* Your assignment
Each line of the records that holds "rock" should be shown in full.

* Data shown
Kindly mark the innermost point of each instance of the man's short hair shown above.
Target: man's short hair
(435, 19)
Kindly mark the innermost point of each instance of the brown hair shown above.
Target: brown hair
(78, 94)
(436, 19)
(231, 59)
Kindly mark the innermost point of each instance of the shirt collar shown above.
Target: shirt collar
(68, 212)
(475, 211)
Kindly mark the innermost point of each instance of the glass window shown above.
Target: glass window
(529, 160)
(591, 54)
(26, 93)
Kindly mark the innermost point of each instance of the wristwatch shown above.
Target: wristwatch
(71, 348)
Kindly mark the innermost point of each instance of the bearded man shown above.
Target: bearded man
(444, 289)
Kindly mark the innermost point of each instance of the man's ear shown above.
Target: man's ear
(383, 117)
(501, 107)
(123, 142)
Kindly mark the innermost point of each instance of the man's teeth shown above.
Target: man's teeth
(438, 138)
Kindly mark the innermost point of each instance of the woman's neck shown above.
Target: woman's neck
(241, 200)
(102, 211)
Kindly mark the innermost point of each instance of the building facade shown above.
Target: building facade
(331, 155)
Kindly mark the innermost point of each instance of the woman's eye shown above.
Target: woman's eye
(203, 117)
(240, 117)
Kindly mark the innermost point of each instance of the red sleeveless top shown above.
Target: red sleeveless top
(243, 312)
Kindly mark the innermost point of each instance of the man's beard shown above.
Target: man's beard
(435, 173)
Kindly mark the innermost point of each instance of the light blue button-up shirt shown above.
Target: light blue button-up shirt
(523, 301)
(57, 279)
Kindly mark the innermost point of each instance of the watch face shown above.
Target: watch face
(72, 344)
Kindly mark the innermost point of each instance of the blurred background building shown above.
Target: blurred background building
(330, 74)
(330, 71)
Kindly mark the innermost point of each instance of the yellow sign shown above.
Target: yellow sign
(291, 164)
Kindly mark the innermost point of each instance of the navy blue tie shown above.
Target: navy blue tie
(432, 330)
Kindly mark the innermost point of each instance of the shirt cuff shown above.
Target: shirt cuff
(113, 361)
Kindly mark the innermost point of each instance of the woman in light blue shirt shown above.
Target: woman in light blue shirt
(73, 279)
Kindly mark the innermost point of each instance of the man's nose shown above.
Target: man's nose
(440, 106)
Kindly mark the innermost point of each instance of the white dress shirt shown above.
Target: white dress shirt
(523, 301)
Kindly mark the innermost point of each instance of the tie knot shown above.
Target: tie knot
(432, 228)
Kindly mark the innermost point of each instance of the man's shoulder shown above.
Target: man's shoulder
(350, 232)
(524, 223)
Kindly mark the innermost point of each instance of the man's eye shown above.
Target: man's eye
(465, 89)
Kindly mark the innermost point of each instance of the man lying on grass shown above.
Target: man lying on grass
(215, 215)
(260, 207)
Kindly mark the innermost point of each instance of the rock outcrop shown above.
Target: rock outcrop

* Exercise result
Kindly mark the innermost point of each instance of the rock outcrop shown above.
Target: rock outcrop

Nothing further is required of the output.